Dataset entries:
****************************************
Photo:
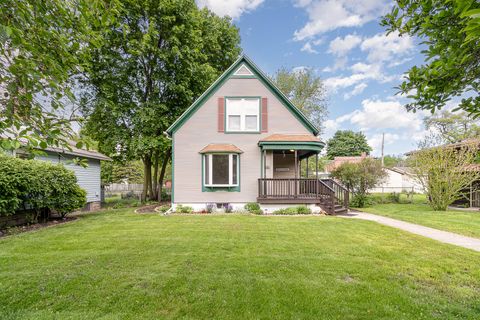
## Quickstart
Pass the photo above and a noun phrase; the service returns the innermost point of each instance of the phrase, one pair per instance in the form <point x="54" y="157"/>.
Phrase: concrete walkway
<point x="442" y="236"/>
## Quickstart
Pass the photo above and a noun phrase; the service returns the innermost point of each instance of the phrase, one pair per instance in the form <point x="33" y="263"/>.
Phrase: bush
<point x="361" y="201"/>
<point x="393" y="197"/>
<point x="183" y="209"/>
<point x="252" y="206"/>
<point x="38" y="185"/>
<point x="293" y="210"/>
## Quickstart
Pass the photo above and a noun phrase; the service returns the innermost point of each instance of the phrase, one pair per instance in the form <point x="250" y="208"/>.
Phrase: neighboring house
<point x="398" y="179"/>
<point x="338" y="161"/>
<point x="243" y="141"/>
<point x="88" y="177"/>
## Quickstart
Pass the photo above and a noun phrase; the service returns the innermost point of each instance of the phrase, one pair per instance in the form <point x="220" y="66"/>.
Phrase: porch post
<point x="296" y="173"/>
<point x="307" y="166"/>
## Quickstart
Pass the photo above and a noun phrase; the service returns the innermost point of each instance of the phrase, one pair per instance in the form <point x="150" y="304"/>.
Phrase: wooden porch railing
<point x="326" y="191"/>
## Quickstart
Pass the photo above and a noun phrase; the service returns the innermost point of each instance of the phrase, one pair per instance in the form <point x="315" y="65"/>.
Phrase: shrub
<point x="393" y="197"/>
<point x="38" y="185"/>
<point x="256" y="211"/>
<point x="164" y="208"/>
<point x="184" y="209"/>
<point x="293" y="210"/>
<point x="252" y="206"/>
<point x="210" y="207"/>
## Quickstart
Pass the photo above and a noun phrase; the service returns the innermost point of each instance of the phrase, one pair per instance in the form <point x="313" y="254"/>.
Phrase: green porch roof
<point x="228" y="74"/>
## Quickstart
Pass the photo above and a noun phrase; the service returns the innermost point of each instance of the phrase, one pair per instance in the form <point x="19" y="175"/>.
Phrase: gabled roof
<point x="292" y="137"/>
<point x="243" y="59"/>
<point x="220" y="147"/>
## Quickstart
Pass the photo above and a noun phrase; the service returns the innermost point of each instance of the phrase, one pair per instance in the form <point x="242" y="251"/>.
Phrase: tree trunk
<point x="165" y="161"/>
<point x="153" y="195"/>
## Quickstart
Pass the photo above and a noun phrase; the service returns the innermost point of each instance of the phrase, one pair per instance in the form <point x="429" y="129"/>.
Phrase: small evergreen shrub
<point x="393" y="197"/>
<point x="38" y="185"/>
<point x="252" y="206"/>
<point x="183" y="209"/>
<point x="256" y="211"/>
<point x="293" y="210"/>
<point x="361" y="201"/>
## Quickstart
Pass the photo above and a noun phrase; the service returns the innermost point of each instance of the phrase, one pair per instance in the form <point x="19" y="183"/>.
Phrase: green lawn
<point x="462" y="222"/>
<point x="120" y="265"/>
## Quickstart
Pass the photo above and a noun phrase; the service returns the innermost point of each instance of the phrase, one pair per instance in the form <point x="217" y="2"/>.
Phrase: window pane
<point x="234" y="168"/>
<point x="251" y="123"/>
<point x="234" y="123"/>
<point x="220" y="169"/>
<point x="207" y="169"/>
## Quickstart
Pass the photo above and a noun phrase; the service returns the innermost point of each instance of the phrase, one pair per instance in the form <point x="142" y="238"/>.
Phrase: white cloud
<point x="357" y="90"/>
<point x="341" y="46"/>
<point x="232" y="8"/>
<point x="307" y="47"/>
<point x="382" y="47"/>
<point x="375" y="141"/>
<point x="327" y="15"/>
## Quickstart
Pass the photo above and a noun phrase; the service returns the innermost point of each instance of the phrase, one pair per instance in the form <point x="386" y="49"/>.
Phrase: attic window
<point x="242" y="114"/>
<point x="243" y="71"/>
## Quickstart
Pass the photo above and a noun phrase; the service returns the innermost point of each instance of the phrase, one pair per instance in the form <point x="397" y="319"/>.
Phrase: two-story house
<point x="244" y="141"/>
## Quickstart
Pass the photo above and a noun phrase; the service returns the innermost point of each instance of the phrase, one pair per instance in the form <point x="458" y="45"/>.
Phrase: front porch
<point x="290" y="174"/>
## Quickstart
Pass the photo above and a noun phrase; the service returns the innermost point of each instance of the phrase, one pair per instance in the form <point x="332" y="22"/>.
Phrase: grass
<point x="120" y="265"/>
<point x="462" y="222"/>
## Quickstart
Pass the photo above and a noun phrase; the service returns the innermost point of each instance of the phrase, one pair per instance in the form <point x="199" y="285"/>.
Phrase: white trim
<point x="243" y="114"/>
<point x="249" y="72"/>
<point x="230" y="170"/>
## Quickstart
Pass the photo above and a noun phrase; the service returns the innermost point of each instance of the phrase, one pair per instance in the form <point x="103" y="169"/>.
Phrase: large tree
<point x="43" y="46"/>
<point x="306" y="91"/>
<point x="450" y="32"/>
<point x="346" y="143"/>
<point x="159" y="57"/>
<point x="448" y="127"/>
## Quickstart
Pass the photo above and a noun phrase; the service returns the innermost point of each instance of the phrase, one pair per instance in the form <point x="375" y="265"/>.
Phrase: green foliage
<point x="183" y="209"/>
<point x="451" y="127"/>
<point x="393" y="197"/>
<point x="293" y="210"/>
<point x="256" y="211"/>
<point x="164" y="208"/>
<point x="451" y="32"/>
<point x="307" y="92"/>
<point x="361" y="201"/>
<point x="38" y="185"/>
<point x="118" y="172"/>
<point x="390" y="161"/>
<point x="44" y="45"/>
<point x="360" y="177"/>
<point x="345" y="143"/>
<point x="444" y="172"/>
<point x="252" y="206"/>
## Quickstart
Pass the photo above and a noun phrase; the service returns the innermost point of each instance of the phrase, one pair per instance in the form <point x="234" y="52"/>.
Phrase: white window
<point x="243" y="114"/>
<point x="220" y="170"/>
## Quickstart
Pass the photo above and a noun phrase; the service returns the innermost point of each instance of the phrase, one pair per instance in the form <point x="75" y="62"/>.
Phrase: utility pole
<point x="383" y="145"/>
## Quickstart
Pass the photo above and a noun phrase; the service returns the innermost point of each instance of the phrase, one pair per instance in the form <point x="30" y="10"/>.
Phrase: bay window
<point x="220" y="170"/>
<point x="242" y="114"/>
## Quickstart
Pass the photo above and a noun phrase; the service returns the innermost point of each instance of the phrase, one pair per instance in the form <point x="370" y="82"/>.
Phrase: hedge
<point x="38" y="185"/>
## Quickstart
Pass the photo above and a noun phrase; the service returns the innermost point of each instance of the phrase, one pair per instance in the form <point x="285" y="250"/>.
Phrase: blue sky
<point x="342" y="41"/>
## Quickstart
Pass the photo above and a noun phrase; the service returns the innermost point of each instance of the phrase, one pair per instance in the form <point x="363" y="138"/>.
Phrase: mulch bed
<point x="36" y="226"/>
<point x="151" y="208"/>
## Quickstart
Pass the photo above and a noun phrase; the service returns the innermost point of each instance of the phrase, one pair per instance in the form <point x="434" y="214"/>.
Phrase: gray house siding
<point x="201" y="129"/>
<point x="87" y="178"/>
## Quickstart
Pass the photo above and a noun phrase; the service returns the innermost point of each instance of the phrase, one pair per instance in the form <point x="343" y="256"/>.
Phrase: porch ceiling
<point x="291" y="142"/>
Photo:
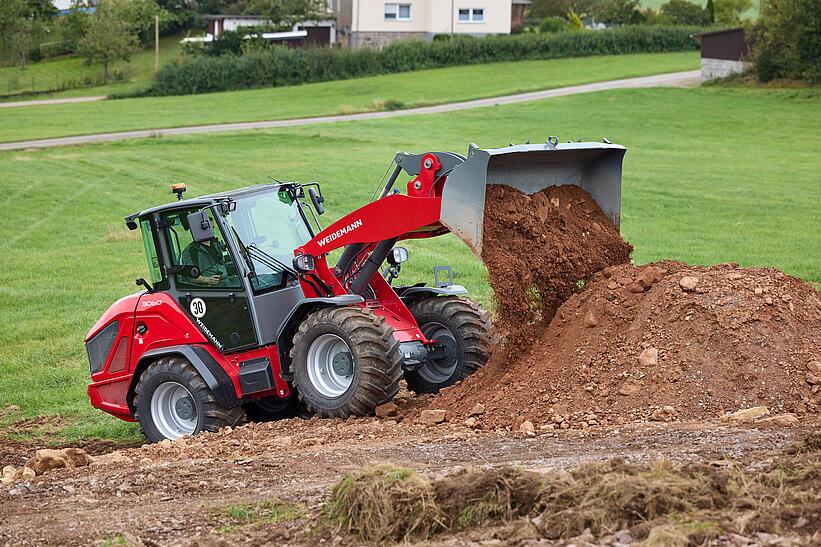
****************************************
SET PROBLEM
Locate each line in the listing above containing the word "window" and copy every one of them.

EXERCISE SOLUTION
Phrase: window pane
Phrase: attic window
Phrase: white window
Phrase: bay window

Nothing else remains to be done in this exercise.